Documento de origem:
----------

O Porto Grande de São Vicente foi o berço incontestável de uma aventura magnífica que deu notoriedade a estas dez pequenas ilhas espalhadas pelo Atlântico. Elevada à categoria de vila e sede de concelho por alvará régio de 23 de Agosto de 1774, São Vicente ficou à espera de descobrir a sua vocação de porto de escala nas viagens entre a Europa e as Américas, para se revelar a si e ao mundo. Primeiro de forma incipiente, mas logo em seguida de forma clamorosa, a baía do Mindelo ostentou a sua vocação de Porto de chegada e de partida.
E foi em 1851 que o vapor TAVIOT proveniente de Londres e com destino a Argentina chegou ao Porto Grande. Começava assim a grande aventura que tornaria este Porto e a cidade do Mindelo no ponto nevrálgico do desenvolvimento do arquipélago. Nessa altura São Vicente tinha uma população de duas mil e cem almas sendo cem escravizadas.

----------

Tarefas propostas:
1. Indique se cada afirmação concorda com o texto sobre o Porto Grande de São Vicente, respondendo sim ou não e citando as palavras do texto que o decidem: (a) São Vicente foi elevada a vila e sede de concelho por alvará régio de 23 de Agosto de 1774; (b) o vapor TAVIOT chegou ao Porto Grande vindo de Lisboa; (c) em 1851 São Vicente tinha uma população de três mil almas.
2. Altere o trecho do texto sobre o Porto Grande de São Vicente que abre com as palavras "O Porto Grande de" e fecha com "sendo cem escravizadas.", pondo "navio" no lugar de "vapor".

[Registos de uma fonte de dados]
----------

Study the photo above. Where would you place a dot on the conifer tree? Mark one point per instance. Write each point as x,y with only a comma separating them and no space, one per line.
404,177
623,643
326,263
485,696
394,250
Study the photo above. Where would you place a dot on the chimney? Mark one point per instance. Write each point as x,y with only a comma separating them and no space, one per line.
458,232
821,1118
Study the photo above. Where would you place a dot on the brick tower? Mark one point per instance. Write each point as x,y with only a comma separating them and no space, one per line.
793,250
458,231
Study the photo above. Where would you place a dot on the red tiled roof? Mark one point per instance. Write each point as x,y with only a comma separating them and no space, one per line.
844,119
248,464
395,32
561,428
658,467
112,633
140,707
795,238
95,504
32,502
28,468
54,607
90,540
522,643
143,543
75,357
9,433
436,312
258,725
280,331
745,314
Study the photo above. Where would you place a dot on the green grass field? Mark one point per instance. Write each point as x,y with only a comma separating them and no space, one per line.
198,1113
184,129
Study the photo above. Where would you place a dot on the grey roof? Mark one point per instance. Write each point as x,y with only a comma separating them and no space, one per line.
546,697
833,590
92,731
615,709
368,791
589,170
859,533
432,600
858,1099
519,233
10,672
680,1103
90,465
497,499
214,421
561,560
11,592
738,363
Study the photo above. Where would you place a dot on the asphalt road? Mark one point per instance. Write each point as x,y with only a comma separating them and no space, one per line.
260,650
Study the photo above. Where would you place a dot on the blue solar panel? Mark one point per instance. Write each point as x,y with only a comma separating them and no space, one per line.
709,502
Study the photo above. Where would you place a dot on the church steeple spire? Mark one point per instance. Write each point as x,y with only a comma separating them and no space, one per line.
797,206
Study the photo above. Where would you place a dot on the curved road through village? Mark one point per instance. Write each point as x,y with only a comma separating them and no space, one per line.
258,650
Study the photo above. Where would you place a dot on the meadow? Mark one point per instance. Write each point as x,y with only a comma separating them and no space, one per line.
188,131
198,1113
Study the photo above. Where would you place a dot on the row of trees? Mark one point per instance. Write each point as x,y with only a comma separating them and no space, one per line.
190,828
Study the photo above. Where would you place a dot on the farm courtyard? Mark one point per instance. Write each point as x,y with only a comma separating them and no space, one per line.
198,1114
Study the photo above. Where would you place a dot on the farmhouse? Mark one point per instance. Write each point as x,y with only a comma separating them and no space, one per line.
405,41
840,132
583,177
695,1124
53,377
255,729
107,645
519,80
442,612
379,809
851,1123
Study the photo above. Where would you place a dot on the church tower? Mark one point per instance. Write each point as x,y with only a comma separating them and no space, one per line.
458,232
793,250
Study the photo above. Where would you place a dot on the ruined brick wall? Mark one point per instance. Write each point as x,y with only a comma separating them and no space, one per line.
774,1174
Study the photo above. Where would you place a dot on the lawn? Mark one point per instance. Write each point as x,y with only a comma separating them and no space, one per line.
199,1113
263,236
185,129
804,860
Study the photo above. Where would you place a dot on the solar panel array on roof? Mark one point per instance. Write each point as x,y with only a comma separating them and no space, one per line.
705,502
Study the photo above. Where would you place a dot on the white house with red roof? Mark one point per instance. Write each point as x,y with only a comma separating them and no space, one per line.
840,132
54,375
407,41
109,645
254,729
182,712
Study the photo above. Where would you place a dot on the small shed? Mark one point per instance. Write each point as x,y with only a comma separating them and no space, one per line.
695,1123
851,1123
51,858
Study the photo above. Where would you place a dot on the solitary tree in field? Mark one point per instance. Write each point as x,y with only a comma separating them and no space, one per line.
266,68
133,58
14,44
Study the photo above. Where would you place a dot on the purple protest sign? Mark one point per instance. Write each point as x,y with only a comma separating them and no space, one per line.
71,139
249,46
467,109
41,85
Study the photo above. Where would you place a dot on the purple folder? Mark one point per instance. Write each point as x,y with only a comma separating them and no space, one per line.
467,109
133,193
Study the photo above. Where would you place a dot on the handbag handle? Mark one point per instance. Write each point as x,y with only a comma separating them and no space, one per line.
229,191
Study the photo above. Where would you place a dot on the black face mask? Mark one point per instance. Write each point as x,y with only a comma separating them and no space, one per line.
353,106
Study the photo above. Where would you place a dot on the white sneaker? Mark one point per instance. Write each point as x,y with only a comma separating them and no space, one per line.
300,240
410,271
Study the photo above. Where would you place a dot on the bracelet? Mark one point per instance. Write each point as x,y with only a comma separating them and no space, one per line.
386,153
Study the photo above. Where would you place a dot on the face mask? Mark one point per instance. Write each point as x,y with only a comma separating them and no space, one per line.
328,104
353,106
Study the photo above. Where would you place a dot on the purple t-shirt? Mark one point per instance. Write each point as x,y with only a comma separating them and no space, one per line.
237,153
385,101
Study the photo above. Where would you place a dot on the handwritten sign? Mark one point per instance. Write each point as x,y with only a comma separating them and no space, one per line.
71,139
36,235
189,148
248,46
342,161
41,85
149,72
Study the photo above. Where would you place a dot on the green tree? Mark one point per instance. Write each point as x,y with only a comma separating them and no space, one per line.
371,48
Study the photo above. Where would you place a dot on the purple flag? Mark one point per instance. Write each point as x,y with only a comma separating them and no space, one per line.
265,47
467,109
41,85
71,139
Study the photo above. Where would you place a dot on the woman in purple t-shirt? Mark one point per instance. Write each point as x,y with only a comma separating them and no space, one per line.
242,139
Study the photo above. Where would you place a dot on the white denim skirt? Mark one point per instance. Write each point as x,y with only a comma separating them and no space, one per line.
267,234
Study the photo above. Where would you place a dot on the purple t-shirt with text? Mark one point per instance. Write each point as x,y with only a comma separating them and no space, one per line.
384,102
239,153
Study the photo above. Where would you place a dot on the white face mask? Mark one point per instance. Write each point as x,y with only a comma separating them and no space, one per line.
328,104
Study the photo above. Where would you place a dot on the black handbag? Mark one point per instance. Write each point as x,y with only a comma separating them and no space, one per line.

----------

Soluções por tarefa:
1.
(a) Sim: «Elevada à categoria de vila e sede de concelho por alvará régio de 23 de Agosto de 1774».
(b) Não: «o vapor TAVIOT proveniente de Londres».
(c) Não: «São Vicente tinha uma população de duas mil e cem almas».

2.
O Porto Grande de São Vicente foi o berço incontestável de uma aventura magnífica que deu notoriedade a estas dez pequenas ilhas espalhadas pelo Atlântico. Elevada à categoria de vila e sede de concelho por alvará régio de 23 de Agosto de 1774, São Vicente ficou à espera de descobrir a sua vocação de porto de escala nas viagens entre a Europa e as Américas, para se revelar a si e ao mundo. Primeiro de forma incipiente, mas logo em seguida de forma clamorosa, a baía do Mindelo ostentou a sua vocação de Porto de chegada e de partida.
E foi em 1851 que o navio TAVIOT proveniente de Londres e com destino a Argentina chegou ao Porto Grande. Começava assim a grande aventura que tornaria este Porto e a cidade do Mindelo no ponto nevrálgico do desenvolvimento do arquipélago. Nessa altura São Vicente tinha uma população de duas mil e cem almas sendo cem escravizadas.